» 本文
2020年3月13日金曜日

Stewart法を用いた解釈

 昨日の症例です。


 高齢の男性が、著明な循環血液量減少にて来院されました。意識は清明でしたが、脈拍数は135/分で血圧は100前後でした。

血液ガス分析のデータ
pH 6.785
PCO2 28.5 mmHg
PO2 226 mmHg(酸素10リットル/分投与)
HCO3 4.2 mmol/L
BE -30.7 mmol/L
Lac 19.15 mmol/L

血液生化学検査のデータ
Na 127 mEq/L
K 4.6 mEq/L
CL 92 mEq/L
P 16.9 mg/dL
Alb 2.4 g/dL


 Stewart法では、血液ガス分析以外にNaとCL(血液ガス分析で出てくるNa、CLを用いるとNa-CLの差が小さくなりがち)、アルブミンとリンをオーダーしておくのでした。


①アルブミンとリンを見る。

 アルブミンとリンは酸になります(水溶液中で水素イオンを放出するそうです)。これらが低い場合はアルカローシス、高い場合にはアシドーシスとなります。一般的にアルブミンは低く、リンは高い時が影響があります。アルブミンが高いことはあまりなく、リンはもともと低いので、低くなっても大きな影響は少ないためです。

 この患者さんでは低アルブミン血症があり、高リン血症がありますので、代謝性アルカローシスとアシドーシスどちらもあります。


②Na-CLを見る

 35であり、ほぼ正常です。正常値は36程度とされています。AG=Na-CL-HCO3より、Na-CLが低下する場合には、AGかHCO3、場合により両方が低下しています。

Na-CLが上昇する場合は、AGかHCO3、あるいは両方が上昇していると考えられます。

AGが上昇してHCO3が低下、あるいはAGが低下してHCO3が上昇などすれば大きな変化はありません。


③SID(strong ion difference)を計算する。

SID=HCO3+2.8×Alb(g/dL)+0.6×P(mg/dL)

 2.8とか0.6は単位をそろえるための係数です。覚えなくても良いです。計算すると21.06となります。かなり低下しています。SIDが低下している場合はアシドーシス、上昇している場合にはアルカローシスですので、この患者さんはアシドーシスがあります。

» 抽出情報
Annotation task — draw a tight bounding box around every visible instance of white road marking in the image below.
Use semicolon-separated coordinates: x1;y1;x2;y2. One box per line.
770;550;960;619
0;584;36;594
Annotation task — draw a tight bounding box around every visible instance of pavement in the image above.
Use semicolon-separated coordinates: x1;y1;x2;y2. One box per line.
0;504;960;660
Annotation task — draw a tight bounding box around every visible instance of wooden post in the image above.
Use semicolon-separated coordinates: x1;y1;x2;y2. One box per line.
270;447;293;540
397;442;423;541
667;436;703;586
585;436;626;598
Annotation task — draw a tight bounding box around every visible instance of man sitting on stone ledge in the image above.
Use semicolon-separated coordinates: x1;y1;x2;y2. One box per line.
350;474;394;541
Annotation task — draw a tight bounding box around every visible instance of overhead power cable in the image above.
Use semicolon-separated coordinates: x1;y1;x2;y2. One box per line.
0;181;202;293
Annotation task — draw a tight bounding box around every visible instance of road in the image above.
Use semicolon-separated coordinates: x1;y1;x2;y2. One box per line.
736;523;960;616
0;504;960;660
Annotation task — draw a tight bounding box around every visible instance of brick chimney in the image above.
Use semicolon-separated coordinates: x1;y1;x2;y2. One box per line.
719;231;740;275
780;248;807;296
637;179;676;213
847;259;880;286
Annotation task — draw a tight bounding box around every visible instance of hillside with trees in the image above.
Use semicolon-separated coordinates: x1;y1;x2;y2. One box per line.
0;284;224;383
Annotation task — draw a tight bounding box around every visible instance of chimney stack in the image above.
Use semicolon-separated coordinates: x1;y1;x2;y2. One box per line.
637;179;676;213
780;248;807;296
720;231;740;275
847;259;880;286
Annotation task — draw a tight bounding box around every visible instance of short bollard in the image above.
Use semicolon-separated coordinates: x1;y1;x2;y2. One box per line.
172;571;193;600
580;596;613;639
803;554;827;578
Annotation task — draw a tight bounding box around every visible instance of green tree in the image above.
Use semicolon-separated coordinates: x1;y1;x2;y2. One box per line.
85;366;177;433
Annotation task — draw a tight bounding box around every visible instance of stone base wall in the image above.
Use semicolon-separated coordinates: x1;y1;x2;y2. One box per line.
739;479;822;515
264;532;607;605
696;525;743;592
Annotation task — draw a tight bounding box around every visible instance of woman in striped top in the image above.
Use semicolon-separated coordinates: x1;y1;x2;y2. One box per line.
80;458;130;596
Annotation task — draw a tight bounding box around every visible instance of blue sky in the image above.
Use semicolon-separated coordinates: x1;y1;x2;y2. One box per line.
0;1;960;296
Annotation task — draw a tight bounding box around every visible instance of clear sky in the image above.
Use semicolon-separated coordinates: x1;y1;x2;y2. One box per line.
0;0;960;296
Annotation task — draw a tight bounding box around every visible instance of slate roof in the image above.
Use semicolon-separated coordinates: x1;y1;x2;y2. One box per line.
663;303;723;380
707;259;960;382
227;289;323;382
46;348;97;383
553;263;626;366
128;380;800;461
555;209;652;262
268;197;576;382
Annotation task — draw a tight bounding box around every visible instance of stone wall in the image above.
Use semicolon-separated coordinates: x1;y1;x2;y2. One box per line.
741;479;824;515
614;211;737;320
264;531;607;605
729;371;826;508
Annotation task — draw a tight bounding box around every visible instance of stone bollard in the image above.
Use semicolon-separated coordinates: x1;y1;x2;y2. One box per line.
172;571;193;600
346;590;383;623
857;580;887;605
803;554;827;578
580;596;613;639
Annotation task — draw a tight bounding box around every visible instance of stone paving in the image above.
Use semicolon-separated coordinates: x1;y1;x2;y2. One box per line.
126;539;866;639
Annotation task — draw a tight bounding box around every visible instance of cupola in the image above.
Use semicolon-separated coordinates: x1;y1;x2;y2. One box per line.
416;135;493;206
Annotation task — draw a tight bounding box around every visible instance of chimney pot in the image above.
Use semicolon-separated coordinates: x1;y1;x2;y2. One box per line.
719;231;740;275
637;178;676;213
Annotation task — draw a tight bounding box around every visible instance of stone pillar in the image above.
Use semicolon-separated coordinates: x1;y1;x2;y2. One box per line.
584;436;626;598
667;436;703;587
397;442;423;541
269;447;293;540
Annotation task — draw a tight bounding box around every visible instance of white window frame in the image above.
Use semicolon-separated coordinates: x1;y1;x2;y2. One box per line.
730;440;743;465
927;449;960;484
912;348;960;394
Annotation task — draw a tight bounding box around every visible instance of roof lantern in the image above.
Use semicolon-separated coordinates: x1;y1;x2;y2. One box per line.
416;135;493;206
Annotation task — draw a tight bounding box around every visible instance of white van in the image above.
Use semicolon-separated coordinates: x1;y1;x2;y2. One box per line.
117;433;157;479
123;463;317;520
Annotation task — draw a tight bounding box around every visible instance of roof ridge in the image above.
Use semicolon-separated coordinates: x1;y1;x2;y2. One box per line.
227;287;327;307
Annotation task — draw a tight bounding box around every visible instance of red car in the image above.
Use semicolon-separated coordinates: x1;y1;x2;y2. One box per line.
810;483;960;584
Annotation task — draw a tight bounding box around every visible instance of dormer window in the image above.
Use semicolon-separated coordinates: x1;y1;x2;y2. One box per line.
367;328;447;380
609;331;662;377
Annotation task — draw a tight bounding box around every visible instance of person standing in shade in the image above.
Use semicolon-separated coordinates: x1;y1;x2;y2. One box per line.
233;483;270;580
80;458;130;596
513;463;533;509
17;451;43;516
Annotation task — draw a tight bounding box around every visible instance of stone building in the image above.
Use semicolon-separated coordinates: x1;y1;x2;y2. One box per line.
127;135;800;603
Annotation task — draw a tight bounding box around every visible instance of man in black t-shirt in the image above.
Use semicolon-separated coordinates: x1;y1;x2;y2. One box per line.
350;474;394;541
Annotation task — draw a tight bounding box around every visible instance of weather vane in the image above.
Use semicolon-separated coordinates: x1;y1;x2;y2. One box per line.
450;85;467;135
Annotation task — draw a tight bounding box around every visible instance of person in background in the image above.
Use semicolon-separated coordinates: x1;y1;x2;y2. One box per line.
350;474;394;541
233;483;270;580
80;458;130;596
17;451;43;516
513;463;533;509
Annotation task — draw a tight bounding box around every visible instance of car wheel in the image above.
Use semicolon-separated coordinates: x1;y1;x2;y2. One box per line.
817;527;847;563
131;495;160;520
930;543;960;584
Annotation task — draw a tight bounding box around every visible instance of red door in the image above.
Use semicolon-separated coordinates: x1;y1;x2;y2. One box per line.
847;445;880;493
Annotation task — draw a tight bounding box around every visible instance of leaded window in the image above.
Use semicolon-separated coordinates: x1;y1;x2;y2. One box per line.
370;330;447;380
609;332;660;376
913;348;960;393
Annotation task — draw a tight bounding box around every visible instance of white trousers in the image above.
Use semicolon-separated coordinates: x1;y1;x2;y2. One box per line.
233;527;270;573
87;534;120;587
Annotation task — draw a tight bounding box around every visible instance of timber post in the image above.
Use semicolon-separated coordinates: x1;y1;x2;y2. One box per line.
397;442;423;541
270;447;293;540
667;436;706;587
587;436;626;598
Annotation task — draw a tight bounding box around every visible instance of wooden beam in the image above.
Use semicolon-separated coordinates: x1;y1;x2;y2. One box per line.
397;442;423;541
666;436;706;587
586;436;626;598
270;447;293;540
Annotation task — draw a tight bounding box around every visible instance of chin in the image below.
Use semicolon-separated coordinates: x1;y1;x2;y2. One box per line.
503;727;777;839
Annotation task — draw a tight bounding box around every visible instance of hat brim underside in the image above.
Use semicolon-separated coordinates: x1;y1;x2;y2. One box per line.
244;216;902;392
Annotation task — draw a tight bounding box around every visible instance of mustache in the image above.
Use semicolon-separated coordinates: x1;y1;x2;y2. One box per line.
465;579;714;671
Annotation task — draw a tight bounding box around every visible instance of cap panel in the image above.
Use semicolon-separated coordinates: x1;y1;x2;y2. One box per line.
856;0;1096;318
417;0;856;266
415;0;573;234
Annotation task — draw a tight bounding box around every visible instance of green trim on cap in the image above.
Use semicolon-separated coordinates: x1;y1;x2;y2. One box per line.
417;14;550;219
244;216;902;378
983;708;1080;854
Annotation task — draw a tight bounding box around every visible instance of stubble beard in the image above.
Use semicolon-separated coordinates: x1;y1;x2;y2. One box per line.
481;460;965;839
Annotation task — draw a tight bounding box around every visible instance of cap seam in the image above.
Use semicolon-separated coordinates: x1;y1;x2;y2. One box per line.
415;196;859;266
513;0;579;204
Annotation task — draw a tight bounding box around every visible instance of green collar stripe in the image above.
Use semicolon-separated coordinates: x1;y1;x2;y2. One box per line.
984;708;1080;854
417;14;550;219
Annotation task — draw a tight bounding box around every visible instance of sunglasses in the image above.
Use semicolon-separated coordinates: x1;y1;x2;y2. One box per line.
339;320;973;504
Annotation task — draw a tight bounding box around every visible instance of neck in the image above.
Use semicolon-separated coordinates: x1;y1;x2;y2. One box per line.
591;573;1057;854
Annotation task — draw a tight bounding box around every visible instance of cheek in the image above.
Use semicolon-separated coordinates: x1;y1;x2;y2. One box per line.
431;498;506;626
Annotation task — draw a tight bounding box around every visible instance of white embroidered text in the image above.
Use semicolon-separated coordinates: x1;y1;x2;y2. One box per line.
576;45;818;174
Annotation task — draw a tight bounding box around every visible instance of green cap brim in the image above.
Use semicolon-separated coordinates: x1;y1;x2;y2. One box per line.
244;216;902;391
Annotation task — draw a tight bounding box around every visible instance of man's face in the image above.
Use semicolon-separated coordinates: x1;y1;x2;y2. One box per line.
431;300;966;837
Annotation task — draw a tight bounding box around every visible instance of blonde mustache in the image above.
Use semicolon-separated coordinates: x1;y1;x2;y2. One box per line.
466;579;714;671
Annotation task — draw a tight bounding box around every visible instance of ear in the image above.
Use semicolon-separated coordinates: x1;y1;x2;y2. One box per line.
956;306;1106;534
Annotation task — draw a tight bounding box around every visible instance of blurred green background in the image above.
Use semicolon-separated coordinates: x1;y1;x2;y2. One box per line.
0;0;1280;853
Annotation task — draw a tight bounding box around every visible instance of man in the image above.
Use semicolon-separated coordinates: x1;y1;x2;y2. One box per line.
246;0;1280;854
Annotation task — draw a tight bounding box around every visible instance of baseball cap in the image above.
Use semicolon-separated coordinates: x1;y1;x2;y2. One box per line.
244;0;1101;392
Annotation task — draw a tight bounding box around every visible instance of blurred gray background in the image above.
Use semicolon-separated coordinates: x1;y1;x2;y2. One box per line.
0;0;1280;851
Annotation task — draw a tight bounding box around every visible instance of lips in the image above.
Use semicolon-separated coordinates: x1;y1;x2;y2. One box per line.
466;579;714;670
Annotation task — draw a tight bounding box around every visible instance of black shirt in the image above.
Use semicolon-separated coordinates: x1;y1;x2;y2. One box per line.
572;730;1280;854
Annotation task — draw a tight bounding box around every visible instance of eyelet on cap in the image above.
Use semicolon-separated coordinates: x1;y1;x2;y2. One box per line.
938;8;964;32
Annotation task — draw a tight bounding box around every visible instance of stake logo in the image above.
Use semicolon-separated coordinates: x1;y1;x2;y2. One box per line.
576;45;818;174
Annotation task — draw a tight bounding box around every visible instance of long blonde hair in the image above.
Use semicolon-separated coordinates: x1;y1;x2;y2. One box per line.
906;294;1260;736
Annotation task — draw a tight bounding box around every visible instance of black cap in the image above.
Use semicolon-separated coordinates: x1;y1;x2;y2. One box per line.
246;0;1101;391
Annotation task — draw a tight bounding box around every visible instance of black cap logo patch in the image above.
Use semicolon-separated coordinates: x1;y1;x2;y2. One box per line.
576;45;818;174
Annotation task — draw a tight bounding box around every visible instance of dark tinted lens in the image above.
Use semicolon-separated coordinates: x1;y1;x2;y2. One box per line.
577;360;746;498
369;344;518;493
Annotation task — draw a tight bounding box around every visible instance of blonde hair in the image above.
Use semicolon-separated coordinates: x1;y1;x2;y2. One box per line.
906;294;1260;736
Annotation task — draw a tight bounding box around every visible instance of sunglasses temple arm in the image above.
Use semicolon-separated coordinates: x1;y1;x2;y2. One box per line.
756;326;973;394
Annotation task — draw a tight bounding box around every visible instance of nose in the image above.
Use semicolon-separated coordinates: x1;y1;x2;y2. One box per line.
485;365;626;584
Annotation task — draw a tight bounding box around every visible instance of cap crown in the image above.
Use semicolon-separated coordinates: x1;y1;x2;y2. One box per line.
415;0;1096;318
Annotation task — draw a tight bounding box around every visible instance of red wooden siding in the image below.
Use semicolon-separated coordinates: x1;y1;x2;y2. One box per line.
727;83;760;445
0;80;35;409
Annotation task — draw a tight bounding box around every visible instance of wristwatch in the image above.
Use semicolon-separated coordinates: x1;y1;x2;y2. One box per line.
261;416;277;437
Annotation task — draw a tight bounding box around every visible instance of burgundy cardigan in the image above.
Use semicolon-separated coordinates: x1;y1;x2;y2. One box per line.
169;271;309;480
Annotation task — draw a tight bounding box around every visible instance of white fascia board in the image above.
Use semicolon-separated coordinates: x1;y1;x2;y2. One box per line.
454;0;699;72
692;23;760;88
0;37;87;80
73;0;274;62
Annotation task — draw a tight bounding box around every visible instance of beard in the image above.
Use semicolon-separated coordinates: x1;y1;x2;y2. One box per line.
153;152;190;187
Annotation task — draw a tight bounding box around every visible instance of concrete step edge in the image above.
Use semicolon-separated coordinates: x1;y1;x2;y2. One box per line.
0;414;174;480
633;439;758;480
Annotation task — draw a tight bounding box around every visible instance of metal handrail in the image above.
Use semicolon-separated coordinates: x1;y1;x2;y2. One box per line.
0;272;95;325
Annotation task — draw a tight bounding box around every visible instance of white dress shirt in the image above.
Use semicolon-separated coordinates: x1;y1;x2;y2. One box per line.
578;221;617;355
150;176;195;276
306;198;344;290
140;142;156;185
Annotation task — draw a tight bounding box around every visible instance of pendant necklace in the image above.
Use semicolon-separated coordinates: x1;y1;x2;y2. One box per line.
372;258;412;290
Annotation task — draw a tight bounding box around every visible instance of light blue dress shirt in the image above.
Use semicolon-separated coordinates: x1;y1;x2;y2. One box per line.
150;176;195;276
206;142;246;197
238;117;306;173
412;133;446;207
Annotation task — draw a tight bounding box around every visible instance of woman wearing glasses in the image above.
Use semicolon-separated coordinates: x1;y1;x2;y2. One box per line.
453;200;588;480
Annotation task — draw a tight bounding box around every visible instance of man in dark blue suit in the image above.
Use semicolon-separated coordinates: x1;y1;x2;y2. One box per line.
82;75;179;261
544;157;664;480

» 演習課題
- 1) 次の(a)～(c)が本文の内容と合っているかを「はい」か「いいえ」で答え、判断の根拠となる本文の語句をそのまま引用すること。(a) 来院時、患者の意識は清明だった。(b) Na-CLの正常値は40程度とされている。(c) SIDの式にある2.8や0.6という係数は覚えておく必要がある。
- 2) 本文のうち「①アルブミンとリンを見る。」で始まり「により両方が低下しています。」で終わる部分を、一字も変えずに書き写すこと。

» 解答一覧
- 1)
(a) はい。「意識は清明でしたが」
(b) いいえ。「正常値は36程度とされています。」
(c) いいえ。「覚えなくても良いです。」

- 2)
①アルブミンとリンを見る。

 アルブミンとリンは酸になります(水溶液中で水素イオンを放出するそうです)。これらが低い場合はアルカローシス、高い場合にはアシドーシスとなります。一般的にアルブミンは低く、リンは高い時が影響があります。アルブミンが高いことはあまりなく、リンはもともと低いので、低くなっても大きな影響は少ないためです。

 この患者さんでは低アルブミン血症があり、高リン血症がありますので、代謝性アルカローシスとアシドーシスどちらもあります。


②Na-CLを見る

 35であり、ほぼ正常です。正常値は36程度とされています。AG=Na-CL-HCO3より、Na-CLが低下する場合には、AGかHCO3、場合により両方が低下しています。